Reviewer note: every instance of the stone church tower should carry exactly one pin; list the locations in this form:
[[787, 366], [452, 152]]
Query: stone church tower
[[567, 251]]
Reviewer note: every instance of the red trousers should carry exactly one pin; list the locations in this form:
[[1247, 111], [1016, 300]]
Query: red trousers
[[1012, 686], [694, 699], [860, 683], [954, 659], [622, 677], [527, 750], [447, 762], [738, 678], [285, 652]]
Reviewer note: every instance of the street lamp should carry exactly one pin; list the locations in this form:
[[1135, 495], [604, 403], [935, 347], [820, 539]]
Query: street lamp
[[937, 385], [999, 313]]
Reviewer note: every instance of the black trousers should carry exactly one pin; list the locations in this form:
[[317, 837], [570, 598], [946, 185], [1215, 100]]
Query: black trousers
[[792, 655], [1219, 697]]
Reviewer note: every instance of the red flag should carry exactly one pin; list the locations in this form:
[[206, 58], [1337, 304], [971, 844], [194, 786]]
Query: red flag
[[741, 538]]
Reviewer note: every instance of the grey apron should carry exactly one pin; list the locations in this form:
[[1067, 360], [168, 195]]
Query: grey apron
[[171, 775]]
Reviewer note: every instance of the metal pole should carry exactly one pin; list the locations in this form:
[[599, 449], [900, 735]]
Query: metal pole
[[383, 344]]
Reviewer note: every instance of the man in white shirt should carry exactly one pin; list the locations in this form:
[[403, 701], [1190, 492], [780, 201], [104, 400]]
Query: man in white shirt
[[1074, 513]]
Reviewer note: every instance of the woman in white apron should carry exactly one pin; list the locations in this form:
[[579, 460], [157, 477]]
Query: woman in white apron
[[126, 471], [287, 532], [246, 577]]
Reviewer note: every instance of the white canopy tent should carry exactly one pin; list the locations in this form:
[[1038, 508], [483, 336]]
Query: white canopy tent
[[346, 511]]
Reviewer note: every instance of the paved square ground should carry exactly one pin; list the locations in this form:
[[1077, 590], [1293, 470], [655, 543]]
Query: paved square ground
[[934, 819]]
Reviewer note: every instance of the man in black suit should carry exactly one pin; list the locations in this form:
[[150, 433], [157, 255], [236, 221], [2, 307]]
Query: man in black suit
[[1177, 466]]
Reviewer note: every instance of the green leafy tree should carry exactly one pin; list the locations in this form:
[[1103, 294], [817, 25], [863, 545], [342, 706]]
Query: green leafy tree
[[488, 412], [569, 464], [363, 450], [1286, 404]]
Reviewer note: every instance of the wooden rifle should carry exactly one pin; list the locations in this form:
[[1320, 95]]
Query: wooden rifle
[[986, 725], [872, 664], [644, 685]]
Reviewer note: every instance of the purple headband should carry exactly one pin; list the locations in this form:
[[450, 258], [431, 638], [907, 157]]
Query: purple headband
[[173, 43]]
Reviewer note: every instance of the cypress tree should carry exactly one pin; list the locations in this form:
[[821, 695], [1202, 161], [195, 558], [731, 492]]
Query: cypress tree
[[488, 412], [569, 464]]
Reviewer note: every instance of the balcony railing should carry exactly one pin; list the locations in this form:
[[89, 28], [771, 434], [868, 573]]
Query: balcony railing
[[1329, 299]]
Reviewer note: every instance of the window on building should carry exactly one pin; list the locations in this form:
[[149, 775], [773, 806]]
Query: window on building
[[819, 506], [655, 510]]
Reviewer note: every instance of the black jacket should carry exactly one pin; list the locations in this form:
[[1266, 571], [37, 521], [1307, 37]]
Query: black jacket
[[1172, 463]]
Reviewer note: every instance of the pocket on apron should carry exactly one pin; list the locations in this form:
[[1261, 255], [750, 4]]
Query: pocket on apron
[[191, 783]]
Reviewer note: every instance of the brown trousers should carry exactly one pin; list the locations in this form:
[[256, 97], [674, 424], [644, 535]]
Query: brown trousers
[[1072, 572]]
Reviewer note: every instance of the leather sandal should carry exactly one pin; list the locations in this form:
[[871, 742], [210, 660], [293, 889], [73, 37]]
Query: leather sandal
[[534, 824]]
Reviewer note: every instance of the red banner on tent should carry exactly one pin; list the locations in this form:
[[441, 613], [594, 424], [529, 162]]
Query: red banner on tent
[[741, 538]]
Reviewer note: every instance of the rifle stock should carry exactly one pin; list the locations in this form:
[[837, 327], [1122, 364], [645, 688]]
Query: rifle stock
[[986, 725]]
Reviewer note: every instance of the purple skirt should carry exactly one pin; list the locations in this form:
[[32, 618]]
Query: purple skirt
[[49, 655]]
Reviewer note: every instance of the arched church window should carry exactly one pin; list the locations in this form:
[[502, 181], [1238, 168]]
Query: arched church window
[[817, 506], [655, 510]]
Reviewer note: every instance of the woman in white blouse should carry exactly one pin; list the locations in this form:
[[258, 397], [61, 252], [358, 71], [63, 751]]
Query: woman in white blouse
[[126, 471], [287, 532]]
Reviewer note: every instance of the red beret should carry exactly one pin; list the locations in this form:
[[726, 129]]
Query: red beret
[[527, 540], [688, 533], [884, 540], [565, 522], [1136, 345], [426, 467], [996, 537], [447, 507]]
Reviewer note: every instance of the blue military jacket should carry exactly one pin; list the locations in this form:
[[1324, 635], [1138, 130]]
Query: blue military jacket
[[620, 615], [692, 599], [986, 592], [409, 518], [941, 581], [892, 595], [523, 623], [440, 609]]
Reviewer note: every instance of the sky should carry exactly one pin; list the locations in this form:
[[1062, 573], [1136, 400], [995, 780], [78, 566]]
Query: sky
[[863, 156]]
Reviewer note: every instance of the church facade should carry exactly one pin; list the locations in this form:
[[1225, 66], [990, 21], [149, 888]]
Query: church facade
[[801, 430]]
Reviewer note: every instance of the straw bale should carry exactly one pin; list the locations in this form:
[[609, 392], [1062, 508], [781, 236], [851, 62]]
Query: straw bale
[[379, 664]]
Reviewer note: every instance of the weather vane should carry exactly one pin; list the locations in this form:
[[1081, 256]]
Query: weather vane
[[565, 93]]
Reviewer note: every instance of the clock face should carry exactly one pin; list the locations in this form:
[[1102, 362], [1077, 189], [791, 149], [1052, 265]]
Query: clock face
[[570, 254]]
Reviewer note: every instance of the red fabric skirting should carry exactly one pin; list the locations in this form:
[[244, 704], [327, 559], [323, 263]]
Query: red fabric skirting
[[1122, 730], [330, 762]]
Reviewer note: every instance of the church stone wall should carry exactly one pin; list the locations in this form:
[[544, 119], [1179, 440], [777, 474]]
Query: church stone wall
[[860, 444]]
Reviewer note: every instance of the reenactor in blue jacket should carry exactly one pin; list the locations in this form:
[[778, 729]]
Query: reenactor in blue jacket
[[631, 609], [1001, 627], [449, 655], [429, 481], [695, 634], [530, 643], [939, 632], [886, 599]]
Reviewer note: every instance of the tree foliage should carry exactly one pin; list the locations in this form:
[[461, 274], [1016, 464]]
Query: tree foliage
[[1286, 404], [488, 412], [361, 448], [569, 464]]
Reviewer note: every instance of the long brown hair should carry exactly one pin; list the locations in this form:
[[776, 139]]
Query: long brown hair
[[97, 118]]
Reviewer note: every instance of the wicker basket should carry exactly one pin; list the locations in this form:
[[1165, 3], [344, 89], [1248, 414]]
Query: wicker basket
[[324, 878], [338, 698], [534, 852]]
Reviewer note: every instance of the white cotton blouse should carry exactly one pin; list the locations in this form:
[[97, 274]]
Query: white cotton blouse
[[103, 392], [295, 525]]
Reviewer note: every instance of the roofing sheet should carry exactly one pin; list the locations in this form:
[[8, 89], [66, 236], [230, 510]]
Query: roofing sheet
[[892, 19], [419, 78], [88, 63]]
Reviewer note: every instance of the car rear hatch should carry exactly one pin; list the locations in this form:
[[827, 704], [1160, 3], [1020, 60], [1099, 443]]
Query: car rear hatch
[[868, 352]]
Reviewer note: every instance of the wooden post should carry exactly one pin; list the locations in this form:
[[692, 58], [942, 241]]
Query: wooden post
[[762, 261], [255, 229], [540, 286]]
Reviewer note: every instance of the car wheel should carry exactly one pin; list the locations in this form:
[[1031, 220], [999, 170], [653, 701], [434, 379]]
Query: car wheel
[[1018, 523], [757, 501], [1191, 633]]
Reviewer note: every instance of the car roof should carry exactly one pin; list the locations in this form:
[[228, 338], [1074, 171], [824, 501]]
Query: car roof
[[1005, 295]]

- [TASK TO CARRY OUT]: Copy the material starting at the line that contains "Reviewer note: every instance of the purple headband" and ending at the line that contains "[[1329, 299]]", both included. Offset every coordinate in the answers by adding 113 to each number, and leave all other lines as they are, including the format samples.

- [RESPONSE FOR THIS EXERCISE]:
Reviewer note: every instance of the purple headband should carry exactly one pin; list the locations in this form:
[[450, 258], [431, 638], [907, 157]]
Query: purple headband
[[286, 156]]
Reviewer note: every instance of the cypress tree should carry exactly one pin; list the locations in this form:
[[821, 695], [1202, 161], [195, 558], [731, 492]]
Query: cypress tree
[[601, 525], [682, 577]]
Reviewer note: every instance of the balcony railing should carry exactly one pin; list the locations in this form:
[[89, 28], [771, 434], [868, 573]]
Query: balcony railing
[[1442, 412]]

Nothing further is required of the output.